→ REQUEST
All of the material below is to be retyped exactly.
>> Begin DATASET ROWS
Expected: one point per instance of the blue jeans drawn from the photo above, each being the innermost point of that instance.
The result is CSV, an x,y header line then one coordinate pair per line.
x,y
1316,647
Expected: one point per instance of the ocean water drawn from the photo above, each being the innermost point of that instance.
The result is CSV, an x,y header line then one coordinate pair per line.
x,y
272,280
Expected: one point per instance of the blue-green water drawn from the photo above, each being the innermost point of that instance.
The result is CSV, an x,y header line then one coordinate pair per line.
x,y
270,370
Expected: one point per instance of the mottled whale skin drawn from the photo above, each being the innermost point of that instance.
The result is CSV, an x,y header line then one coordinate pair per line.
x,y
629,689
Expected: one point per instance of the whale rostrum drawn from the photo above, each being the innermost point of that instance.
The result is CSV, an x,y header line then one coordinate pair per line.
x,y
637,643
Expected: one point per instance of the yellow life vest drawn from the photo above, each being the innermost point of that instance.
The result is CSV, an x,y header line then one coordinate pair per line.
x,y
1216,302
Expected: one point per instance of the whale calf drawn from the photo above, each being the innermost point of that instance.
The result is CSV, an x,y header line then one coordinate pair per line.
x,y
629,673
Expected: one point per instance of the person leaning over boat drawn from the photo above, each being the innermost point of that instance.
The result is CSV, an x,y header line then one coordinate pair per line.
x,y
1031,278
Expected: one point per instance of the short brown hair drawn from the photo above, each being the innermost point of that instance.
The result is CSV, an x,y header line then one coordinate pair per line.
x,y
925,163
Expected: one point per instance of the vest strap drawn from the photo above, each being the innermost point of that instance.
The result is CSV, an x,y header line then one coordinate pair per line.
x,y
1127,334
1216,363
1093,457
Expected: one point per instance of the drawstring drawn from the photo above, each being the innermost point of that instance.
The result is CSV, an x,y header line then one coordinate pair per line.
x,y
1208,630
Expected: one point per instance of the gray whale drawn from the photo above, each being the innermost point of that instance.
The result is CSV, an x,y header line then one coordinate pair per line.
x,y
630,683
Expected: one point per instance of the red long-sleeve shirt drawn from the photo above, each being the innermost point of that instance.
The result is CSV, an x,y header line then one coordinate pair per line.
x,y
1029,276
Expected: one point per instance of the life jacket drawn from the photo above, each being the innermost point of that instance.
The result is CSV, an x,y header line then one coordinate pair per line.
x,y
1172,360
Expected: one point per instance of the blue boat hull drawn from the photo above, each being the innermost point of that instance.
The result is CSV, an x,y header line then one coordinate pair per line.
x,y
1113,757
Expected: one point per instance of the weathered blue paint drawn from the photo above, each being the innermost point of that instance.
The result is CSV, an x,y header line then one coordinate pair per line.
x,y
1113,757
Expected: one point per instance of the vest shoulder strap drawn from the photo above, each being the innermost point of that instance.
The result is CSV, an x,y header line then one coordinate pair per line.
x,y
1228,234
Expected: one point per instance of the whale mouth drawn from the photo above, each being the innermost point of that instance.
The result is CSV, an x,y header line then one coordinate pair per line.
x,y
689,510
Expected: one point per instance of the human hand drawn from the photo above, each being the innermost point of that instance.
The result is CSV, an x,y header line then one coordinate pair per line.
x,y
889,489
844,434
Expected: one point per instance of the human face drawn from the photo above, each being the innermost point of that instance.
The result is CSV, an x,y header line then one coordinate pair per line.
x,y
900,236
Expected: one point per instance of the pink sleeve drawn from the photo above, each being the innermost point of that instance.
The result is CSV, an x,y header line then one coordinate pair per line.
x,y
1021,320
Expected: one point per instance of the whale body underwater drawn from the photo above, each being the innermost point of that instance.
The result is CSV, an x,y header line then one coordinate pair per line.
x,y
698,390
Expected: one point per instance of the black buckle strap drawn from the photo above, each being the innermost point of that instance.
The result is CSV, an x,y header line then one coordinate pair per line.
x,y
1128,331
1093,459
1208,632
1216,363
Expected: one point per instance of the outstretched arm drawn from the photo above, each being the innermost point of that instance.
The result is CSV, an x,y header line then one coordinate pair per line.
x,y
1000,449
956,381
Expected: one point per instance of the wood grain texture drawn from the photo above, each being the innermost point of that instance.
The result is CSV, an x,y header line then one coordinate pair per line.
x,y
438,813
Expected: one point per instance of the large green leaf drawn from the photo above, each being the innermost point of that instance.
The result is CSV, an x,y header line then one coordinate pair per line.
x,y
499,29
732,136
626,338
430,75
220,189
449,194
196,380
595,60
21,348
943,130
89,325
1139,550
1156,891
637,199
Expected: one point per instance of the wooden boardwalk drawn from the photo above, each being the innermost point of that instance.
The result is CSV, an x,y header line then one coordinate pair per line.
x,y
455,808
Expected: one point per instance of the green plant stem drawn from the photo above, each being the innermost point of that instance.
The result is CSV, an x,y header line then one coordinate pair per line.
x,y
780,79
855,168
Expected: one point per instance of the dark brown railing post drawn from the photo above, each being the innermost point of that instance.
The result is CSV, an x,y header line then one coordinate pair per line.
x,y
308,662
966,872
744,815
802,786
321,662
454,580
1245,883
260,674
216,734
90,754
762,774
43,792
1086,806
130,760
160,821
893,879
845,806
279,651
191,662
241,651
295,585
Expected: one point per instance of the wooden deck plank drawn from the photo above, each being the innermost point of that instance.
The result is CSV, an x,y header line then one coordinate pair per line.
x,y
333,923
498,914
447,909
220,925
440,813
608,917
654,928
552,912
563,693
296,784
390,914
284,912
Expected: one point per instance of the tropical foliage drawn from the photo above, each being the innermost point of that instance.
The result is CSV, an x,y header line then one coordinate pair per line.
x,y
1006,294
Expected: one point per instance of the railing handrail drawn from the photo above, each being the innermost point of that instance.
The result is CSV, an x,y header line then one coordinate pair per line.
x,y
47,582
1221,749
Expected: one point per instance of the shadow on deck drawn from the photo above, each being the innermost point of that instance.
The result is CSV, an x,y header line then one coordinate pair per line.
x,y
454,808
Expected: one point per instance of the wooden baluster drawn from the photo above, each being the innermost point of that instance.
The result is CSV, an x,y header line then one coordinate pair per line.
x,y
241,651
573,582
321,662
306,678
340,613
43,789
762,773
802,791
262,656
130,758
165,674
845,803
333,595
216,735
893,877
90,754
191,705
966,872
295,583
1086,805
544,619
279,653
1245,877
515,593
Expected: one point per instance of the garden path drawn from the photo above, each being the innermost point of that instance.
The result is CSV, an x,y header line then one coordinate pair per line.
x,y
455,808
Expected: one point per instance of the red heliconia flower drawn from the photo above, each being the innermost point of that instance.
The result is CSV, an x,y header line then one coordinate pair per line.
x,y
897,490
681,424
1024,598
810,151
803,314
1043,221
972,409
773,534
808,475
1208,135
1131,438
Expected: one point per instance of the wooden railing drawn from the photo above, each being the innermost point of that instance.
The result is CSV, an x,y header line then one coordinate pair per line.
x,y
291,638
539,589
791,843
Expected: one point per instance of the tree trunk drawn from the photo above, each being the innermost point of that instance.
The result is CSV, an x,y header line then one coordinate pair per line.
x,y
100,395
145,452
>> End DATASET ROWS
→ OUTPUT OF THE TASK
Expected: one point per instance of the blue jeans drawn from the photo above, each being the innermost point of that instance.
The result is CSV, an x,y header line then one coordinate pair per line.
x,y
1316,647
Expected: one point per instance of the ocean water drawn from the photo above, each being the innermost point of that instance.
The result is CSV, an x,y header line then one coordinate pair per line.
x,y
272,280
Expected: one point per instance of the blue-green water drawn from the photo above, each being the innermost point of that instance.
The result is CSV, an x,y header line then one coordinate pair per line.
x,y
270,370
Expected: one point per instance of the mottled whale skin drawn from the photo above, each being the innermost point of that instance.
The result is CSV, an x,y header line then one coordinate pair per line.
x,y
629,689
Expected: one point per instance of the whale rostrum drawn from the photo above, each being the innermost point of that instance.
The result is CSV, an x,y header line then one coordinate pair per line.
x,y
637,643
Expected: one point per instance of the yellow life vest drawn from the photo above, each being the innermost point of that instance.
The result is CSV, an x,y header line then one coordinate pair per line.
x,y
1216,302
Expected: one point per instance of the whale calf drawn from the photo above, each being the innermost point of that instance.
The result is CSV, an x,y header line then one coordinate pair per line.
x,y
629,673
Expected: one point per instance of the person leaning over boat drawn from the photo above, each being the innermost point of that instance.
The result is CSV, an x,y header line then one coordinate pair per line.
x,y
1031,278
Expected: one point per instance of the short brown hair drawn from the photo above, each being the innermost point of that instance.
The result is CSV, an x,y header line then one coordinate pair per line.
x,y
925,163
Expected: one point per instance of the vest strap drawn from the photo above, each being the innermost point of that instance.
The result is CSV, an x,y header line then one coordinate pair per line.
x,y
1127,334
1216,363
1093,457
Expected: one point per instance of the drawstring drawn from the photo above, each being the innermost point of that instance.
The result is CSV, an x,y header line then one coordinate pair per line.
x,y
1208,630
Expected: one point per instance of the gray whale drawn from the photo above, each being the innermost point of that instance.
The result is CSV, an x,y header line then one coordinate pair per line.
x,y
630,683
Expected: one point per instance of the red long-sleeve shirt drawn from the photo above, each being the innermost point of that instance.
The result is CSV, an x,y header line then one coordinate pair per line.
x,y
1029,276
Expected: one point per instance of the life jacket drawn from the photo above, each being the innermost point of that instance.
The result is CSV, an x,y header line then one coordinate pair per line.
x,y
1172,360
Expected: one point per instance of the blue boat hull drawn from the photo above, each being the innermost point of that instance.
The result is CSV, an x,y header line then one coordinate pair per line.
x,y
1113,757
Expected: one point per instance of the weathered blue paint drawn from the photo above, each being the innermost point of that instance.
The result is CSV, an x,y header line then one coordinate pair per line.
x,y
1113,757
Expected: one point per instance of the vest shoulder strap drawn from the photo above, each being the innermost point of that instance.
The result is CSV, an x,y header line then one coordinate pair per line.
x,y
1228,234
Expected: one point per instance of the whale mouth drawn from the photo above, each being the innermost point of that instance.
The result is CSV, an x,y header line then one coordinate pair per line.
x,y
689,510
Expected: one point per instance of the human hand drawn from the photo above, each being the innermost point of that instance.
The result is CSV, an x,y header line then one coordinate pair per line.
x,y
889,489
844,434
Expected: one point per instance of the human face drawn from the photo above, each being the innermost point of that instance.
The result is CSV, an x,y header line then one coordinate pair per line.
x,y
900,236
Expected: one point per instance of the pink sleeve drawn from the photo above, each being the innermost point of that instance.
The result is CSV, an x,y header line then one coordinate pair per line.
x,y
1021,320
Expected: one point per instance of the whale body underwater drawn from the photo above, each being the innermost point of that instance.
The result is CSV, an x,y header line then one coordinate pair per line.
x,y
698,390
Expected: one point per instance of the black buckle strap drawn from the photo above, each being the innermost point of that instance.
The result is CSV, an x,y header line then one coordinate pair per line.
x,y
1128,331
1093,459
1208,632
1216,363
Expected: one point per instance of the outstretched arm drawn from the photo above, each being the innermost point of that instance.
The result is CSV, an x,y header line then one coordinate pair per line.
x,y
1000,449
956,381
Expected: one point per instance of the wood grain texture drawn from the photo above, each being the innermost point of that instance.
The result is CSV, an x,y header line then one coordinate pair per line.
x,y
438,813
Expected: one point per instance of the large green leaf drawn from the photo above, each being the innermost point of that instance.
The result is CSV, an x,y header line then one coordinate pair per line.
x,y
499,29
732,136
626,338
430,75
220,189
449,194
196,380
595,60
21,348
943,130
89,325
1139,550
1156,891
637,199
Expected: one point per instance of the wooden boardwalk drawn from the photo above, each being the innermost point of that instance.
The result is CSV, an x,y header line then one coordinate pair per line.
x,y
455,808
Expected: one point per instance of the green plant stem drawn from the photo above, each being the innermost point of that instance.
The result is CSV, an x,y header line then one coordinate pair per line.
x,y
780,79
855,168
Expected: one point per instance of the dark brown railing post drawn from the photo above, each being the innermost point of that instance.
The result is CSV, an x,y header line then one coordinate pair per line.
x,y
308,662
966,872
744,815
802,786
321,662
454,580
1245,883
260,674
216,734
90,754
762,774
43,792
1086,806
130,760
160,821
893,879
845,806
279,651
191,662
241,651
295,585
Expected: one point per instance of the wooden deck plank drawn from the photo above, each being the innermost point of that instance.
The result is CSV, an x,y header line then one coordinate pair per line.
x,y
333,923
498,914
447,909
220,925
440,813
608,917
654,928
552,912
563,693
296,784
390,914
284,912
Expected: one point per instance of the tropical foliage drawn from the photo above, each being the innermost point of that instance.
The result is CSV, an x,y header line then one coordinate pair per line.
x,y
1006,294
Expected: one point per instance of the railing handrail drawn from the photo above, each being the innermost point of that instance.
The result is CSV, an x,y header line then one coordinate pair per line.
x,y
47,582
1221,749
Expected: one point per instance of the shadow on deck drawn from the photo above, each being the innermost point of that instance.
The result is CSV, an x,y header line then one coordinate pair per line.
x,y
454,808
Expected: one point per instance of the wooden baluster drawn from the photo above, each being the innermost point of that instance.
The result is CSV, an x,y header line then one coordinate pair per line.
x,y
241,651
573,582
321,662
306,678
340,613
43,789
762,773
802,791
262,656
130,758
165,674
845,803
333,595
216,735
893,877
90,754
191,705
966,872
295,583
1086,805
544,619
279,653
1245,877
515,593
Expected: one point per instance of the garden path drawn from the photo above, each being the innermost point of that instance.
The result is CSV, an x,y header line then one coordinate pair per line.
x,y
455,808
Expected: one point per instance of the red heliconia flower drawn from the photo above, each being the innermost point of that instance.
The result is CSV, an x,y header line then one coordinate pair per line.
x,y
897,490
681,424
1024,598
810,151
803,314
1043,221
972,409
773,534
808,475
1208,135
1131,438
Expected: one point per instance of the wooden railing drawn from the photo above, each being the innermost point of that instance.
The result is CSV, an x,y header line then one coordinate pair per line.
x,y
291,638
539,589
791,843
Expected: one point per instance of the tree trunk drawn from the photo above, each being the innermost point of that instance.
The result is CSV, an x,y header line then one coordinate pair per line.
x,y
100,395
145,452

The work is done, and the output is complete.